• [EXERCISE INSTRUCTIONS]: Which lines of the data contain the string "shirt"? List each such line, copied in full, and treat case as significant.

• [EXERCISE INPUTS]:
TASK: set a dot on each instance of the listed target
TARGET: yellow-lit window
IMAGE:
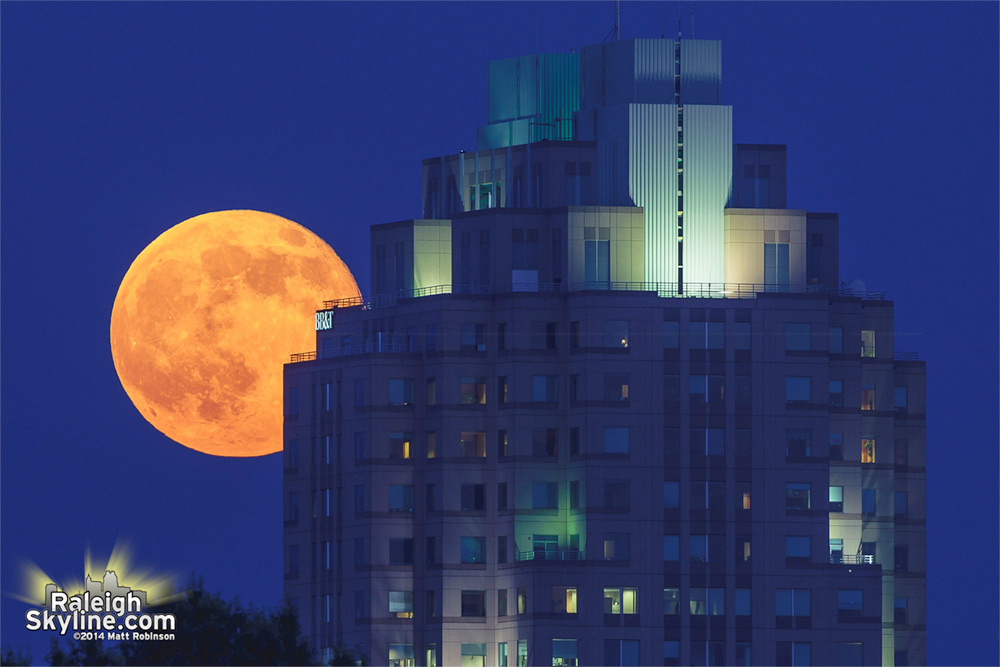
(868, 450)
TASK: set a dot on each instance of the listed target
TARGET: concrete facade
(522, 450)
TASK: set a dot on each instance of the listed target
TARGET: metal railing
(671, 290)
(846, 559)
(549, 554)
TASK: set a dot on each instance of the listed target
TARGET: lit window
(400, 392)
(564, 600)
(621, 600)
(867, 342)
(473, 391)
(399, 445)
(793, 602)
(401, 604)
(868, 450)
(868, 397)
(836, 499)
(798, 496)
(616, 333)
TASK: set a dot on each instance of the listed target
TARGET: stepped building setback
(608, 403)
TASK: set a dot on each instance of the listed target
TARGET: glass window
(671, 335)
(401, 604)
(850, 654)
(868, 397)
(867, 342)
(836, 499)
(543, 388)
(671, 547)
(401, 392)
(798, 546)
(798, 496)
(797, 336)
(473, 497)
(671, 494)
(850, 602)
(836, 393)
(616, 333)
(671, 601)
(900, 509)
(741, 331)
(401, 551)
(616, 440)
(868, 450)
(545, 495)
(795, 654)
(473, 604)
(564, 599)
(899, 399)
(797, 390)
(621, 600)
(868, 501)
(400, 497)
(793, 602)
(473, 444)
(836, 340)
(899, 606)
(616, 546)
(473, 390)
(742, 602)
(564, 652)
(399, 445)
(473, 337)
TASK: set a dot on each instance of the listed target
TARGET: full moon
(207, 315)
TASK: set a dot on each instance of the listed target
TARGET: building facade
(593, 415)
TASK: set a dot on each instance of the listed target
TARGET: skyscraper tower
(607, 403)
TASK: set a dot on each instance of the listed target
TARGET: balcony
(549, 554)
(859, 559)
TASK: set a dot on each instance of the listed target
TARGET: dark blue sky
(120, 120)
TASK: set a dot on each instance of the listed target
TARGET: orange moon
(206, 317)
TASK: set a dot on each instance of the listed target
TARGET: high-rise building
(609, 402)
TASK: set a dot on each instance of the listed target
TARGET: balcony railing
(663, 289)
(549, 554)
(859, 559)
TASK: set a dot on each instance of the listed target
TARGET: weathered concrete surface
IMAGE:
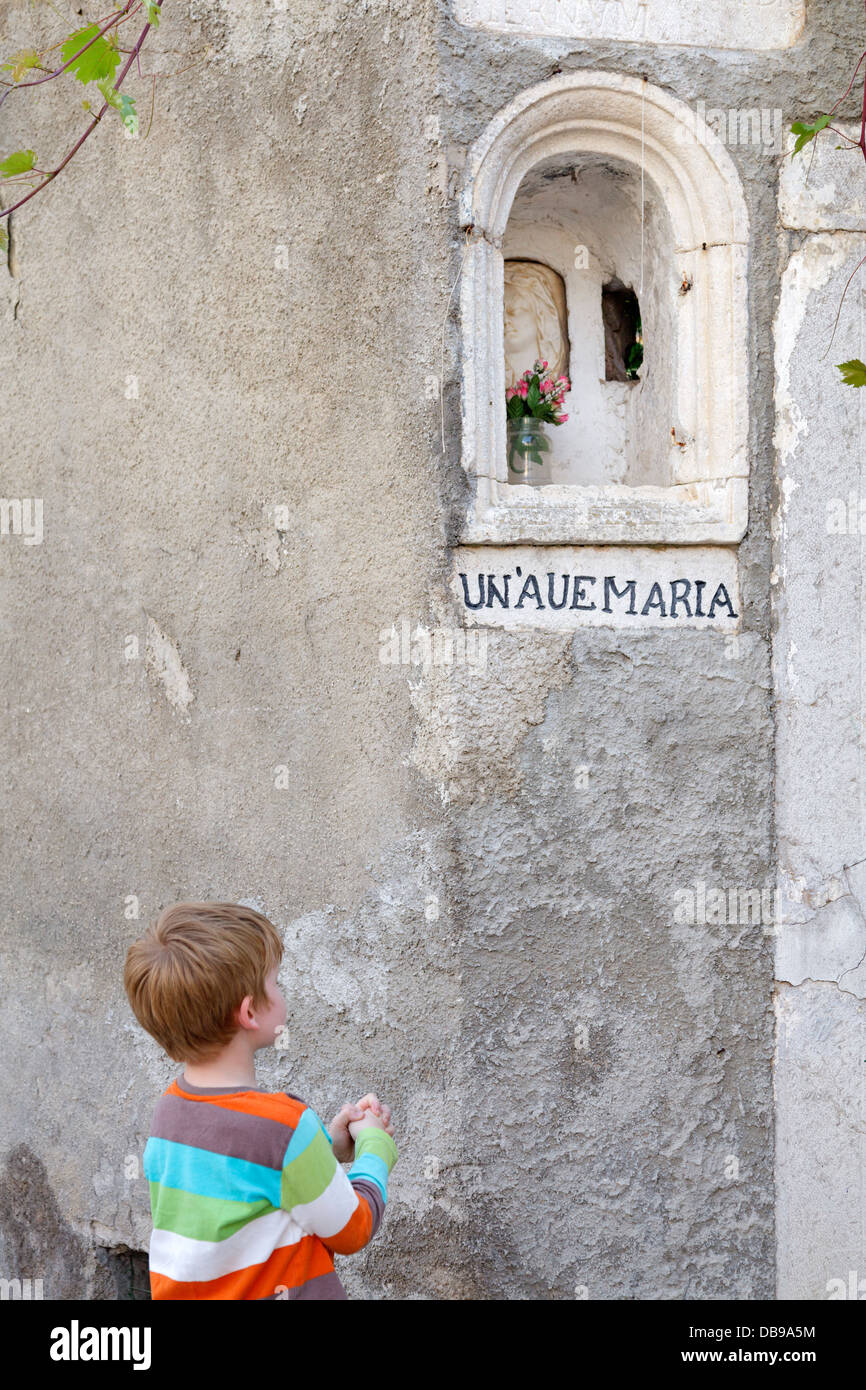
(473, 923)
(820, 1073)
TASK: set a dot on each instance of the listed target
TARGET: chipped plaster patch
(164, 665)
(473, 719)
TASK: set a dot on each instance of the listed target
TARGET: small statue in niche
(623, 341)
(535, 320)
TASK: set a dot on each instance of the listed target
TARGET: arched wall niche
(647, 487)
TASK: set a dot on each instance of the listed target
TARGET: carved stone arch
(631, 123)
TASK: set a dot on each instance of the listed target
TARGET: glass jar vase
(528, 444)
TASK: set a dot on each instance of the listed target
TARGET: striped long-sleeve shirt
(248, 1198)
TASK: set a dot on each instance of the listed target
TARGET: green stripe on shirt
(202, 1218)
(306, 1178)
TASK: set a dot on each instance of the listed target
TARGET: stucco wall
(474, 868)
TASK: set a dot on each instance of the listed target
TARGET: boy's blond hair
(188, 975)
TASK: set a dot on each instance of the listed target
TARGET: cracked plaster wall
(474, 869)
(820, 950)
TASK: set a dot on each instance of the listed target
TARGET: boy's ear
(245, 1014)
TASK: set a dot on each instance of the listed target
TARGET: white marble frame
(622, 117)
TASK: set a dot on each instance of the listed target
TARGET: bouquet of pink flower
(538, 395)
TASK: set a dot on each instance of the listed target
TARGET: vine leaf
(854, 371)
(123, 103)
(97, 63)
(18, 163)
(806, 132)
(21, 63)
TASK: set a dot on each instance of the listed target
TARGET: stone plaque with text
(569, 587)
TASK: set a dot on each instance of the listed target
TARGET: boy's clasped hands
(348, 1123)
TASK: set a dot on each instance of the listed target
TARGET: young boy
(246, 1191)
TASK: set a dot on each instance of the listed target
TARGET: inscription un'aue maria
(670, 598)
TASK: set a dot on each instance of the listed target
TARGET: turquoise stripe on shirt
(373, 1168)
(209, 1175)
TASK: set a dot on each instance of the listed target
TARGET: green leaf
(123, 103)
(21, 63)
(97, 63)
(854, 371)
(808, 132)
(18, 163)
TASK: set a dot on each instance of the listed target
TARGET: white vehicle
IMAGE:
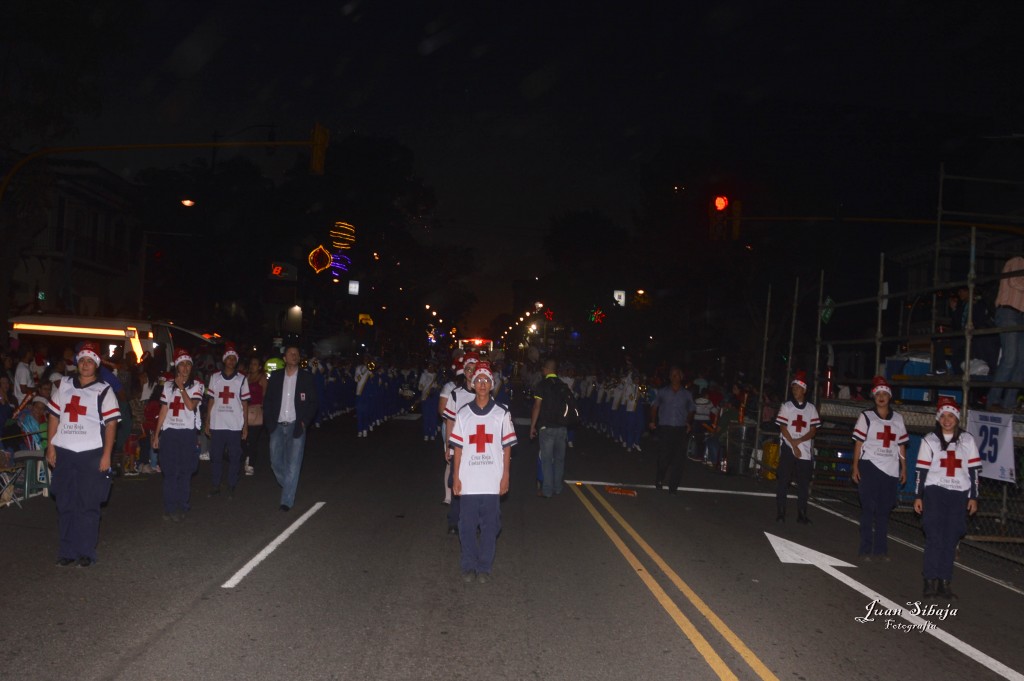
(117, 336)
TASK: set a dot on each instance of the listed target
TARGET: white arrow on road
(791, 552)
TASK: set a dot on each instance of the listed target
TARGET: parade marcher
(256, 378)
(289, 409)
(226, 424)
(548, 425)
(482, 436)
(798, 422)
(879, 468)
(82, 425)
(948, 465)
(460, 395)
(175, 436)
(672, 416)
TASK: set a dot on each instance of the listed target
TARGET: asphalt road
(588, 585)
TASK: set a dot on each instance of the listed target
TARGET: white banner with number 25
(994, 434)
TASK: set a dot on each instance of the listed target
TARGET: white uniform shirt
(287, 413)
(228, 395)
(798, 420)
(84, 412)
(482, 434)
(178, 417)
(948, 467)
(881, 439)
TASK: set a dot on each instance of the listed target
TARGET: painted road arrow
(791, 552)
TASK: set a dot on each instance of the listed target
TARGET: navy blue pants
(483, 512)
(944, 521)
(790, 467)
(878, 497)
(178, 461)
(79, 488)
(219, 441)
(671, 452)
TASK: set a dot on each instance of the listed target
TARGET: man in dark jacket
(289, 409)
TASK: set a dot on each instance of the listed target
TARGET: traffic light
(717, 217)
(724, 217)
(318, 140)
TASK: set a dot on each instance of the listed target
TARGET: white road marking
(791, 552)
(259, 557)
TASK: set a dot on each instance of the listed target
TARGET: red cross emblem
(950, 463)
(75, 409)
(481, 438)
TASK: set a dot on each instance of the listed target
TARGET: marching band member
(948, 465)
(82, 423)
(879, 468)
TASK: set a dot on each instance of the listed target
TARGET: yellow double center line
(684, 624)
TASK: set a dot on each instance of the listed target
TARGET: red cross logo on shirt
(75, 408)
(481, 438)
(950, 463)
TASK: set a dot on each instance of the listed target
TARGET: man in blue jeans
(289, 409)
(547, 422)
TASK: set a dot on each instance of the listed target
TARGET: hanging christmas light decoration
(320, 259)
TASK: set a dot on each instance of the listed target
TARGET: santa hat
(88, 350)
(946, 405)
(880, 384)
(800, 378)
(484, 369)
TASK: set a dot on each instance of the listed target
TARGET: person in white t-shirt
(482, 437)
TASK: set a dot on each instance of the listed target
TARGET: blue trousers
(79, 488)
(219, 441)
(944, 521)
(286, 458)
(479, 512)
(178, 461)
(552, 442)
(878, 497)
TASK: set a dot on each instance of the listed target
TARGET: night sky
(519, 112)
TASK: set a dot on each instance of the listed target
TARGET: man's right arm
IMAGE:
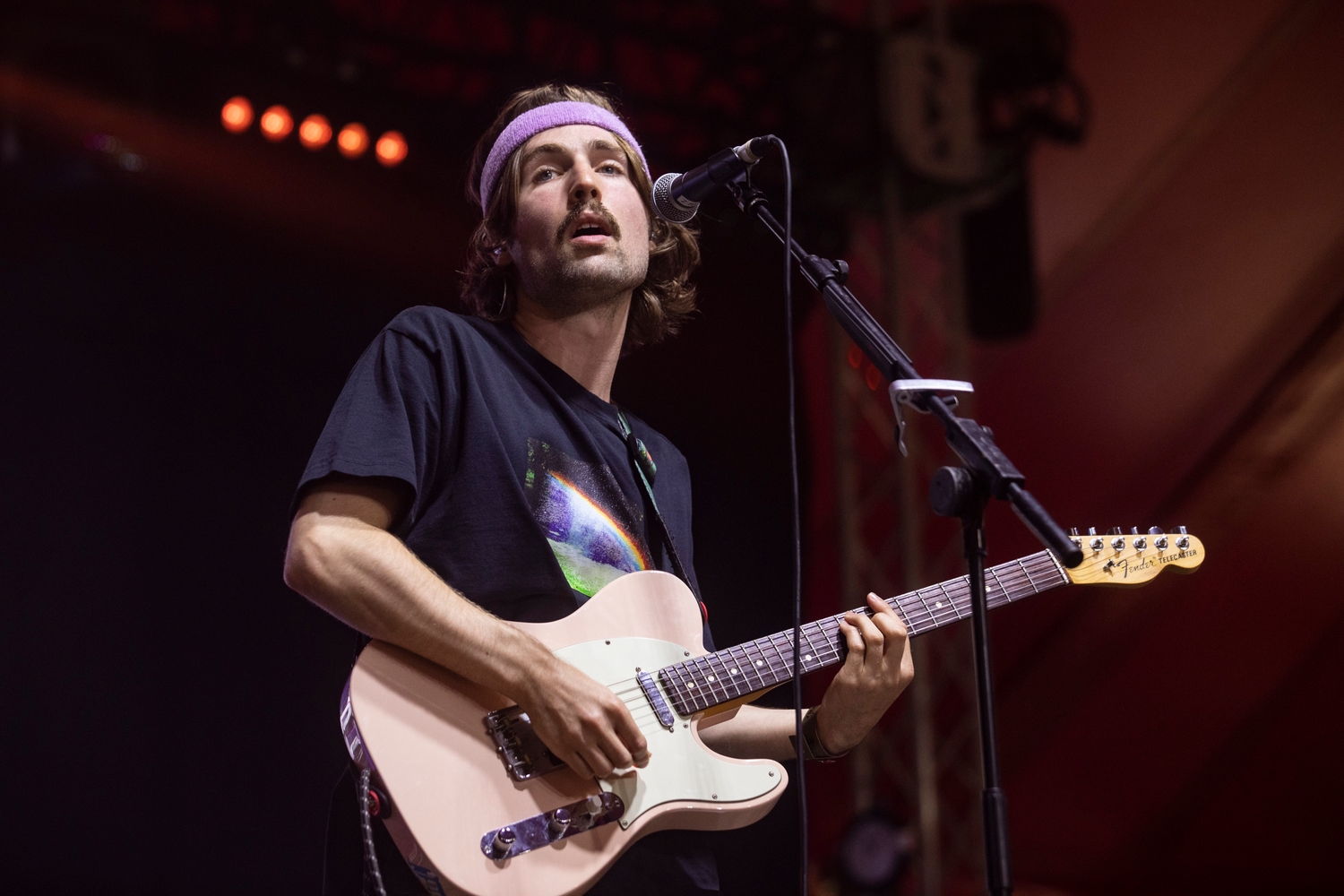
(343, 557)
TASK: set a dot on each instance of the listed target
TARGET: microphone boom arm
(972, 443)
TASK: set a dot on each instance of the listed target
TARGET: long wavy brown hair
(660, 304)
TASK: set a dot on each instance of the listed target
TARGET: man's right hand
(343, 559)
(583, 723)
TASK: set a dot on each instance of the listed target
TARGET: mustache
(591, 206)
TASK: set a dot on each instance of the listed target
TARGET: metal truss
(924, 761)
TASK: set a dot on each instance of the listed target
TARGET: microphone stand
(961, 492)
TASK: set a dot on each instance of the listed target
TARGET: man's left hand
(873, 676)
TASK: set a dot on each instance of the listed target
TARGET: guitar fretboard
(718, 677)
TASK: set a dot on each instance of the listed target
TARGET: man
(475, 470)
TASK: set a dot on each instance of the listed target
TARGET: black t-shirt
(524, 501)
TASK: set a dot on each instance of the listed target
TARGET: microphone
(676, 198)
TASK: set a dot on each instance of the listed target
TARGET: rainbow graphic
(591, 547)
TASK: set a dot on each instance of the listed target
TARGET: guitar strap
(645, 470)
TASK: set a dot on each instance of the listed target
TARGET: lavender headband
(543, 118)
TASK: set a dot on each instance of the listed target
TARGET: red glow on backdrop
(352, 140)
(390, 148)
(276, 124)
(237, 115)
(314, 134)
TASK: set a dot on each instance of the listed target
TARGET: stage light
(276, 124)
(314, 134)
(352, 140)
(236, 115)
(390, 148)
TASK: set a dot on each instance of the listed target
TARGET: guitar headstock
(1125, 560)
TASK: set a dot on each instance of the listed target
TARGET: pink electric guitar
(478, 805)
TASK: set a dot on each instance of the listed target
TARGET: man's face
(581, 238)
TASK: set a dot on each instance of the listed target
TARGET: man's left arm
(875, 672)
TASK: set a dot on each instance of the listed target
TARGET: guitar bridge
(521, 750)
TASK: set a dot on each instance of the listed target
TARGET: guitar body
(422, 731)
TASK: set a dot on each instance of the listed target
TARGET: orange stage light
(390, 148)
(236, 115)
(276, 123)
(314, 134)
(352, 140)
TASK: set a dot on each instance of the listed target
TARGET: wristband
(812, 745)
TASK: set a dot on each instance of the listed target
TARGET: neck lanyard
(645, 470)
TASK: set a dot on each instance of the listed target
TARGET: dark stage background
(179, 306)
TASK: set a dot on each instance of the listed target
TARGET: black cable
(371, 869)
(797, 524)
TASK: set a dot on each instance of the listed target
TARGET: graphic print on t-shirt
(589, 524)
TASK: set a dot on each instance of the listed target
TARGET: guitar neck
(719, 677)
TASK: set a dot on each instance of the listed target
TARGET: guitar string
(1023, 583)
(830, 626)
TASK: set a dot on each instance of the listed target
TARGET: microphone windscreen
(675, 211)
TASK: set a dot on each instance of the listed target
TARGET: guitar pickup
(518, 745)
(655, 697)
(551, 826)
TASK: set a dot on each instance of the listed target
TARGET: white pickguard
(679, 766)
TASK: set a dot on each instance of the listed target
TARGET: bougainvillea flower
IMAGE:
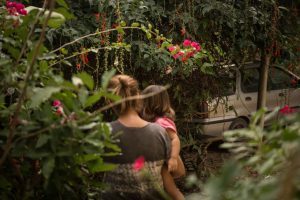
(190, 54)
(184, 58)
(59, 111)
(196, 46)
(15, 8)
(139, 163)
(172, 48)
(183, 31)
(19, 6)
(56, 103)
(187, 43)
(286, 110)
(97, 17)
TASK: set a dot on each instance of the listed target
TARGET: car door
(284, 87)
(249, 90)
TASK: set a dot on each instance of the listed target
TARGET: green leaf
(120, 30)
(62, 3)
(65, 13)
(111, 96)
(148, 34)
(123, 23)
(48, 166)
(165, 44)
(87, 158)
(43, 139)
(99, 166)
(86, 79)
(135, 24)
(93, 99)
(106, 77)
(56, 23)
(41, 95)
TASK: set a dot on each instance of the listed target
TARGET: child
(157, 108)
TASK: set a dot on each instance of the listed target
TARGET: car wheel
(238, 124)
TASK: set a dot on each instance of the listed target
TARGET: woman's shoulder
(166, 123)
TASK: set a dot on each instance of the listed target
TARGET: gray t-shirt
(151, 142)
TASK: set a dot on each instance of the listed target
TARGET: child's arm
(175, 149)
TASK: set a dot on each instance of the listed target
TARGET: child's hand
(172, 164)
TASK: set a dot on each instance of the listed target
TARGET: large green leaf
(106, 77)
(62, 3)
(42, 94)
(48, 166)
(99, 166)
(86, 79)
(43, 139)
(65, 13)
(93, 99)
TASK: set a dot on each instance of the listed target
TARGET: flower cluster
(15, 8)
(189, 50)
(58, 107)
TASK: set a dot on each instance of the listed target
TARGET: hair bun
(123, 82)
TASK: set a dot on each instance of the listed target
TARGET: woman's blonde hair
(125, 86)
(157, 105)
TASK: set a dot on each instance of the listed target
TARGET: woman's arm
(175, 164)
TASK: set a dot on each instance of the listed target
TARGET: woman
(138, 140)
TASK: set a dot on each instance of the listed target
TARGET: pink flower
(183, 31)
(172, 48)
(196, 46)
(23, 12)
(190, 54)
(59, 111)
(180, 53)
(139, 163)
(19, 6)
(184, 58)
(286, 110)
(56, 103)
(187, 43)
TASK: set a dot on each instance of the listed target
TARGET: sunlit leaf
(42, 94)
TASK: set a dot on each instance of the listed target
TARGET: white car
(234, 110)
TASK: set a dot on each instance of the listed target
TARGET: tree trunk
(266, 54)
(263, 82)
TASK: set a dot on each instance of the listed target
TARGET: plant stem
(14, 119)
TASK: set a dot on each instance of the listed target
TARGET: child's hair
(157, 105)
(124, 86)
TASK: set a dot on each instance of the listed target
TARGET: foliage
(47, 151)
(266, 164)
(228, 31)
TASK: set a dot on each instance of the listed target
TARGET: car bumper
(214, 126)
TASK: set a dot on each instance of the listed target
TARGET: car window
(280, 79)
(250, 80)
(229, 83)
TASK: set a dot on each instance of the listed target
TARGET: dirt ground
(203, 159)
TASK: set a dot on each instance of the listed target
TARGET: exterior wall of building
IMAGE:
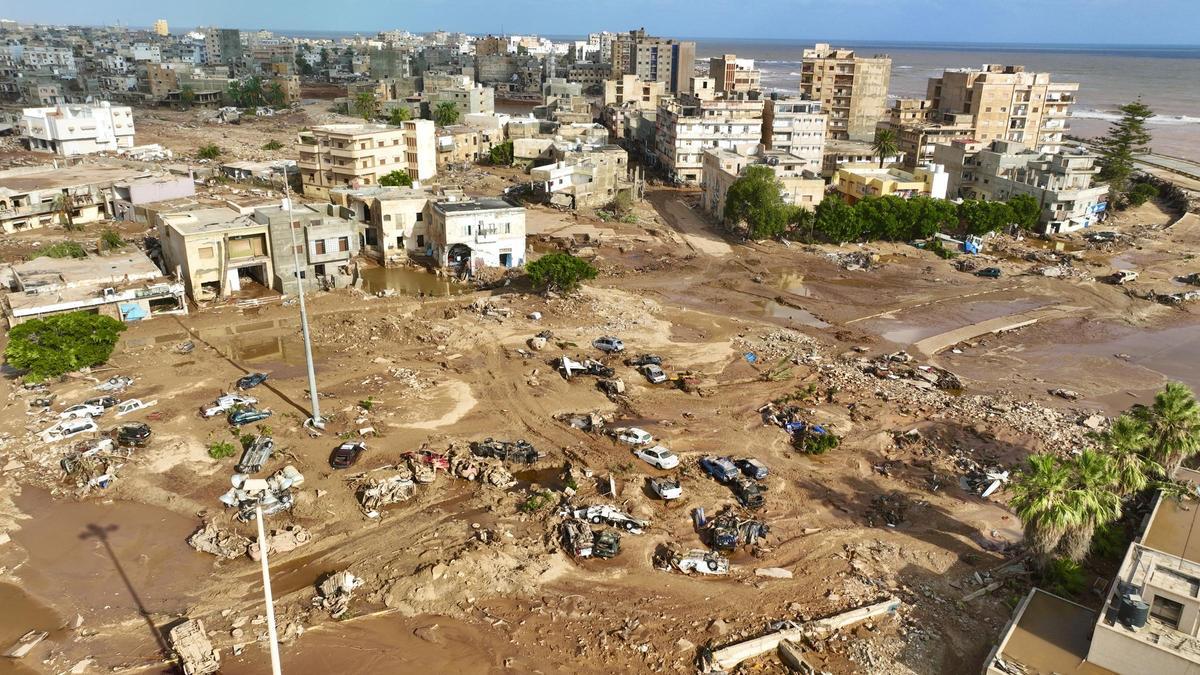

• [COMPLETE ANSWER]:
TARGET: striped long-sleeve shirt
TARGET: green stripe on shirt
TARGET: turquoise stripe on shirt
TARGET: white uniform shirt
TARGET: red cross logo on shirt
TARGET: person in white t-shirt
TARGET: black t-shirt
TARGET: graphic print on t-shirt
TARGET: gray t-shirt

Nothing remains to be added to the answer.